- EXERCISE DIRECTIONS
The answer is every record that follows, printed exactly.

- GIVEN DATA
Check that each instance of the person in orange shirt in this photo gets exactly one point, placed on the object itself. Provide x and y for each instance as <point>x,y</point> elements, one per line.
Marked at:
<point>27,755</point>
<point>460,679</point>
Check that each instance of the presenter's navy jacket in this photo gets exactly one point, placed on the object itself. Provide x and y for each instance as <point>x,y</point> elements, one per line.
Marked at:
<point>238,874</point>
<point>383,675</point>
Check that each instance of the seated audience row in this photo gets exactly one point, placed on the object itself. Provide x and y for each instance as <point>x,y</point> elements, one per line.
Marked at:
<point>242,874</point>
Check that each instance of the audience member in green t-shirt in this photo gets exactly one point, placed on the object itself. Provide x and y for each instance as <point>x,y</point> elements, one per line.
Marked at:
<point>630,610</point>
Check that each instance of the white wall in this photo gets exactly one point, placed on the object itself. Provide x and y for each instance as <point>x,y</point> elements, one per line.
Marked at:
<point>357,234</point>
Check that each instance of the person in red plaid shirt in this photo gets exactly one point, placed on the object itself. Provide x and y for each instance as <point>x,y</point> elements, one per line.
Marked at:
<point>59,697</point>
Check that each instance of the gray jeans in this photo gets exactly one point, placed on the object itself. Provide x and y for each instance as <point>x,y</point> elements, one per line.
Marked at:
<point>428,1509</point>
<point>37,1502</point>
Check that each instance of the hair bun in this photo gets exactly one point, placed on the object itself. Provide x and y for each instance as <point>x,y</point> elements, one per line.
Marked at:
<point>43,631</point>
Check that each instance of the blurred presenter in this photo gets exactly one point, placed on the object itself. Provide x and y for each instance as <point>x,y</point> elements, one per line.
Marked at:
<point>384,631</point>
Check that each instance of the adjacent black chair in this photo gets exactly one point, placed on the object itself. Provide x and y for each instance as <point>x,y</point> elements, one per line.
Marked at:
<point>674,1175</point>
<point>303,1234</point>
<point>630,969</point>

- EXERCISE OUTPUT
Check that each instance of the person in orange shirt in this photo gets exactly one point, placed on the object itself. Provide x and y for each instance as <point>x,y</point> elements, one per line.
Marked at:
<point>27,755</point>
<point>460,679</point>
Check that each instance of the presenter's navy jacket in this photo gets exactly one point, placed on the object itself. Provide x and y for each instance as <point>x,y</point> elements, one per line.
Marked at:
<point>238,874</point>
<point>383,675</point>
Check that each instance of the seated audience row in this photo gets exactly one point, placed on the object itself. Provide x and y for each instance as <point>x,y</point> elements, one per line.
Marked at:
<point>242,874</point>
Check that each instance of the audience member in green t-shirt in this photo gets exactly one point, placed on the object itself. Provide x and y for each instance as <point>x,y</point> elements, one per line.
Marked at:
<point>630,610</point>
Check that each instance of the white wall in this photo gets exactly one point, placed on the object itself. Provide x and y for each instance as <point>x,y</point> elements, one per line.
Marked at:
<point>357,234</point>
Check that each instance of the person in red plaid shirt in this photo gets exactly one point, placed on the object itself. Provide x and y for each instance as <point>x,y</point> elements, one per line.
Marked at:
<point>59,697</point>
Check that each instance of the gray jeans in this photo gets exactly one point, placed on the object itself. Provide x and y for each instance as <point>x,y</point> elements, one per line.
Marked at:
<point>428,1509</point>
<point>37,1502</point>
Check that each instance of the hair bun in this photo gets exactly one point, placed on the object itself. Provide x and y for each instance as <point>x,y</point> elements, one per line.
Marked at:
<point>43,631</point>
Check that each instance of the blurred presenter in this photo gets exactly one point, placed on the object itself. Provide x and y for each instance as <point>x,y</point> elements, one per line.
Marked at:
<point>384,631</point>
Check that each instance of the adjacent black chair in this photo gets exactly one point, placed on the object itself. Provide x and y for each instance as <point>x,y</point> elements, one per line.
Marked at:
<point>674,1175</point>
<point>303,1234</point>
<point>630,969</point>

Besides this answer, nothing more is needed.